Copy the records word for word, from the line containing "Can you spot the river?" through the line containing "x=348, y=84", and include both of those lines.

▼

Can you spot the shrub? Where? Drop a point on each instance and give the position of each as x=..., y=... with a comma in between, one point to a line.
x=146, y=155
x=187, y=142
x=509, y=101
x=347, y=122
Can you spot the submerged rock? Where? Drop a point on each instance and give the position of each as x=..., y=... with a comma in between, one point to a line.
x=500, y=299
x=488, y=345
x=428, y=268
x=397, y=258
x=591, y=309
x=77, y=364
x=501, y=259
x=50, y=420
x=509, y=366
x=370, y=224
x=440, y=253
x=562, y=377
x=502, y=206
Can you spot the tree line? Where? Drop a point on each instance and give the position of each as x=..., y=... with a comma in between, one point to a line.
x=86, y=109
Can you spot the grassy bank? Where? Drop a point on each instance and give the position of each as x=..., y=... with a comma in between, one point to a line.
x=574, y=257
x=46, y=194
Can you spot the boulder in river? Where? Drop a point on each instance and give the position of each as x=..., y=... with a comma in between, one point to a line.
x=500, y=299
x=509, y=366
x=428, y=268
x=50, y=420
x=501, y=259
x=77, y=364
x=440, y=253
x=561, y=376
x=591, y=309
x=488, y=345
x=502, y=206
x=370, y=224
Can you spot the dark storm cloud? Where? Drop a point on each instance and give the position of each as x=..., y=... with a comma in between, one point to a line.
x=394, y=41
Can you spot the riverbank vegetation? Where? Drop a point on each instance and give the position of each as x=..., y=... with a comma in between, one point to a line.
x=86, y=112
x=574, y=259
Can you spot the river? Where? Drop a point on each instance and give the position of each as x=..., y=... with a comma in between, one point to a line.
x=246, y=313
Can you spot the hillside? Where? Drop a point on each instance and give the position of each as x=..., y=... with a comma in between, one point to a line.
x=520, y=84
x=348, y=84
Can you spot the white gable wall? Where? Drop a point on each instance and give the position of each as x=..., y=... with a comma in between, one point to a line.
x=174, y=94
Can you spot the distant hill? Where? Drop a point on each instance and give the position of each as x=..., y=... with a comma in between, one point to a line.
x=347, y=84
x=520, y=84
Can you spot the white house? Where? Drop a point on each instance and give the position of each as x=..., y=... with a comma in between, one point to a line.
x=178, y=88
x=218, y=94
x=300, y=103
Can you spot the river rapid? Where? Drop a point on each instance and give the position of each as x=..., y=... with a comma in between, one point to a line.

▲

#### [SOLUTION]
Can you spot the river? Where? Drop a point on each instance and give the position of each as x=..., y=... with a comma in between, one point to a line.
x=246, y=313
Can you spot the hillside? Where? Drop a point on each instance and give the position of each as x=..., y=... with a comma in between, one point to a line.
x=520, y=84
x=348, y=84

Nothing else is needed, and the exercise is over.